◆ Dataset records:
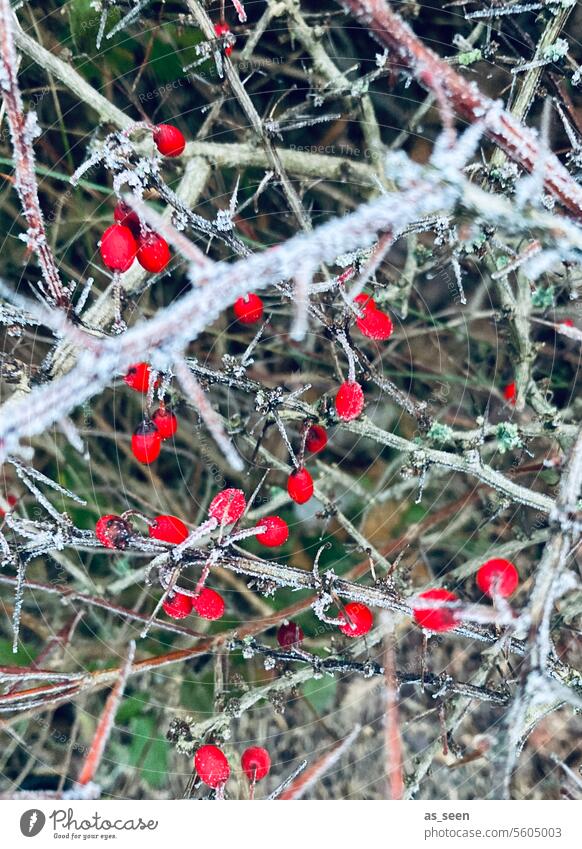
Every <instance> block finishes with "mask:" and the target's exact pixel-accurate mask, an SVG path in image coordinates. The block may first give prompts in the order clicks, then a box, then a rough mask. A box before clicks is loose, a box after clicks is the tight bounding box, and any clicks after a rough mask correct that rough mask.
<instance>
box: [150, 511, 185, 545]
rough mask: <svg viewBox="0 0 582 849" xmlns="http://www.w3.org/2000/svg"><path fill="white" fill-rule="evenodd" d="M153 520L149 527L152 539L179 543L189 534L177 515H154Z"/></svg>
mask: <svg viewBox="0 0 582 849" xmlns="http://www.w3.org/2000/svg"><path fill="white" fill-rule="evenodd" d="M153 522H154V523H153V524H152V525H150V527H149V532H150V536H151V538H152V539H159V540H161V541H162V542H173V543H175V544H176V545H179V543H181V542H184V540H185V539H186V537H187V536H188V534H189V531H188V528H187V527H186V525H185V524H184V522H183V521H182V520H181V519H178V517H177V516H156V517H155V519H154V520H153Z"/></svg>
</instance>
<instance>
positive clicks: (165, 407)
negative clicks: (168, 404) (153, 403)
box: [152, 407, 178, 439]
mask: <svg viewBox="0 0 582 849" xmlns="http://www.w3.org/2000/svg"><path fill="white" fill-rule="evenodd" d="M152 421H153V423H154V424H155V426H156V427H157V429H158V433H159V434H160V439H171V438H172V437H173V436H174V434H175V433H176V431H177V430H178V419H177V418H176V416H175V415H174V413H173V412H172V411H171V410H168V408H167V407H158V409H157V410H156V411H155V413H154V414H153V416H152Z"/></svg>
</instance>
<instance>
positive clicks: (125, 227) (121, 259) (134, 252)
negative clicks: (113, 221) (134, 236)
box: [99, 224, 137, 271]
mask: <svg viewBox="0 0 582 849" xmlns="http://www.w3.org/2000/svg"><path fill="white" fill-rule="evenodd" d="M99 250H100V251H101V259H102V260H103V263H104V265H106V266H107V268H109V269H111V271H127V269H128V268H129V267H130V265H131V264H132V262H133V261H134V259H135V255H136V253H137V242H136V241H135V239H134V236H133V233H132V232H131V230H130V229H129V227H124V226H123V225H122V224H112V225H111V227H108V228H107V230H106V231H105V232H104V233H103V235H102V236H101V244H100V246H99Z"/></svg>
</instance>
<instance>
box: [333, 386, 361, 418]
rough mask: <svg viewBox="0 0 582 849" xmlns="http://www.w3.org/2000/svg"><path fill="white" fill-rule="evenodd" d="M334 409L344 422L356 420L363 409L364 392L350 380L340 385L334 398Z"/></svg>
mask: <svg viewBox="0 0 582 849" xmlns="http://www.w3.org/2000/svg"><path fill="white" fill-rule="evenodd" d="M335 409H336V412H337V414H338V418H340V419H341V420H342V421H344V422H350V421H351V420H352V419H357V418H358V416H359V415H360V413H361V412H362V410H363V409H364V392H363V390H362V387H361V386H360V384H359V383H356V382H355V381H350V380H346V382H345V383H342V385H341V386H340V388H339V389H338V392H337V395H336V396H335Z"/></svg>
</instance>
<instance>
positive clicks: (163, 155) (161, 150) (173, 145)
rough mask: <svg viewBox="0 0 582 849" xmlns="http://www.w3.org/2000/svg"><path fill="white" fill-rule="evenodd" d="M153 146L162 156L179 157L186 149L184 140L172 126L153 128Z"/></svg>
mask: <svg viewBox="0 0 582 849" xmlns="http://www.w3.org/2000/svg"><path fill="white" fill-rule="evenodd" d="M154 144H155V146H156V147H157V149H158V150H159V151H160V153H161V154H162V155H163V156H180V154H181V153H183V152H184V148H185V147H186V139H185V138H184V135H183V134H182V133H181V132H180V130H179V129H178V128H177V127H174V126H172V124H158V125H157V127H154Z"/></svg>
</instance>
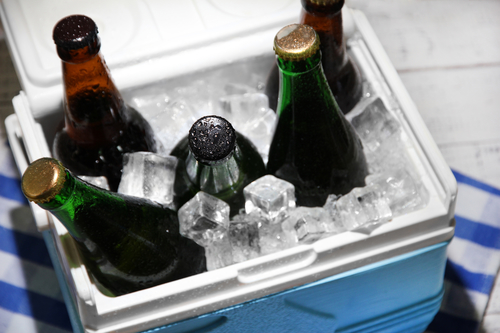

◆ What you should do:
Rewrite everything from the start of the items down to the line containing "520L149 527L152 539L179", changing "rough mask" to "coarse mask" and leaving the rest untouched. Leave out the pictures.

◆ Response box:
Every <instance> block finishes with "mask:" and the target's exact pixel-accurate mask, an SVG path in image coordinates. The block may first give prompts in the order clicks, then a box, then a coarse mask. A box before clicks is loose, a box after clicks is the tight bounding box, and any clicks after a coarse mask correct that coarse mask.
<instance>
box: [150, 511, 185, 545]
coarse mask: <svg viewBox="0 0 582 849" xmlns="http://www.w3.org/2000/svg"><path fill="white" fill-rule="evenodd" d="M153 520L149 527L152 539L179 543L189 534L177 515H154Z"/></svg>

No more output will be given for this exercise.